Work instruction:
What is needed is an exact copy of the line that contains "Target: skyscraper" and of all later lines to the end of the records below, with no other lines.

(Point localization data)

- Opening Delimiter -

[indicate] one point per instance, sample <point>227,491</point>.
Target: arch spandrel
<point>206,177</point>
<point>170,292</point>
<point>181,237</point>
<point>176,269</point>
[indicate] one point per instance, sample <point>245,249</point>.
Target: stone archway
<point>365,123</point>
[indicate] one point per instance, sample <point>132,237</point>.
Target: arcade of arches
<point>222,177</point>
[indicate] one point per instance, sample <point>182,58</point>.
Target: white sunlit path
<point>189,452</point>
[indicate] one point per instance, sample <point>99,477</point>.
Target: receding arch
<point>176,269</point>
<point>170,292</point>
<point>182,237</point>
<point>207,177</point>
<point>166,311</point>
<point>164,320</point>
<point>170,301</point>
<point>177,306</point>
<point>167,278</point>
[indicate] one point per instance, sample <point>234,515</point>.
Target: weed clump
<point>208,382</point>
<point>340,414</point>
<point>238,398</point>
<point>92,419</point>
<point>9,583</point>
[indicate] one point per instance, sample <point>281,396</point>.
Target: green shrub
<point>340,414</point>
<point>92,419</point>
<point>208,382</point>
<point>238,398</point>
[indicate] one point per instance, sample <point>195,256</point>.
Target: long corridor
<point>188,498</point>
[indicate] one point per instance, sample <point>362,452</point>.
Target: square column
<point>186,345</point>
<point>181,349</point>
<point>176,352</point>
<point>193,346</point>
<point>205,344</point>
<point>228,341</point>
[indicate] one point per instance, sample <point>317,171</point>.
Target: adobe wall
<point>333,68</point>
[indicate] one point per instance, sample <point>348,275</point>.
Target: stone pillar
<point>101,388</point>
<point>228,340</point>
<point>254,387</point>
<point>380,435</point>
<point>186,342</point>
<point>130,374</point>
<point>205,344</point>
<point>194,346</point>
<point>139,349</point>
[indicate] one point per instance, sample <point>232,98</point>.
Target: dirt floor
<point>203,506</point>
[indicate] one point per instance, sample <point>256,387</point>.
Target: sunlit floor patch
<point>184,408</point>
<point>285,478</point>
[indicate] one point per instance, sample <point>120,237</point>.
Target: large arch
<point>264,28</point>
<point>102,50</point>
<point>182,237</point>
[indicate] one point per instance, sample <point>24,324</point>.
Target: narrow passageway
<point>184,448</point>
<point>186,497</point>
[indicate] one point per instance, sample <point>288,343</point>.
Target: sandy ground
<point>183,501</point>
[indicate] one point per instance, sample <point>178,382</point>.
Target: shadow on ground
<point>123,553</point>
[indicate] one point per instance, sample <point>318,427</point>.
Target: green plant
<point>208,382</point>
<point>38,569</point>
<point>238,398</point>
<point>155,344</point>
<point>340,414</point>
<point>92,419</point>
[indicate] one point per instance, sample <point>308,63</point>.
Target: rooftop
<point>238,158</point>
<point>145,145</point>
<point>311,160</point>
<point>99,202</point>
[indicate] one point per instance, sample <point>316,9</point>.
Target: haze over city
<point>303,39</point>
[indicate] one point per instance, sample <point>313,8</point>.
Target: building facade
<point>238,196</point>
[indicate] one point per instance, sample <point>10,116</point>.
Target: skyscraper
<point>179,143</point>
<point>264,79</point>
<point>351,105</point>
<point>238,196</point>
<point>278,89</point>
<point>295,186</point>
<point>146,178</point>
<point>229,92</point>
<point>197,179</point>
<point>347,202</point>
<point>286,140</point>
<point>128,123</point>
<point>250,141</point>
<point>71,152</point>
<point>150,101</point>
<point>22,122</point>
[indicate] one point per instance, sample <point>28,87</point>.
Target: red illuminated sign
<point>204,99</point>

- Closing Delimiter -

Exercise solution:
Target: skyscraper
<point>179,143</point>
<point>264,79</point>
<point>351,105</point>
<point>238,196</point>
<point>278,89</point>
<point>295,186</point>
<point>146,178</point>
<point>229,92</point>
<point>197,179</point>
<point>347,202</point>
<point>286,140</point>
<point>128,123</point>
<point>250,141</point>
<point>71,152</point>
<point>150,101</point>
<point>22,122</point>
[indicate] one point per instance, sample <point>28,87</point>.
Target: red illuminated sign
<point>204,99</point>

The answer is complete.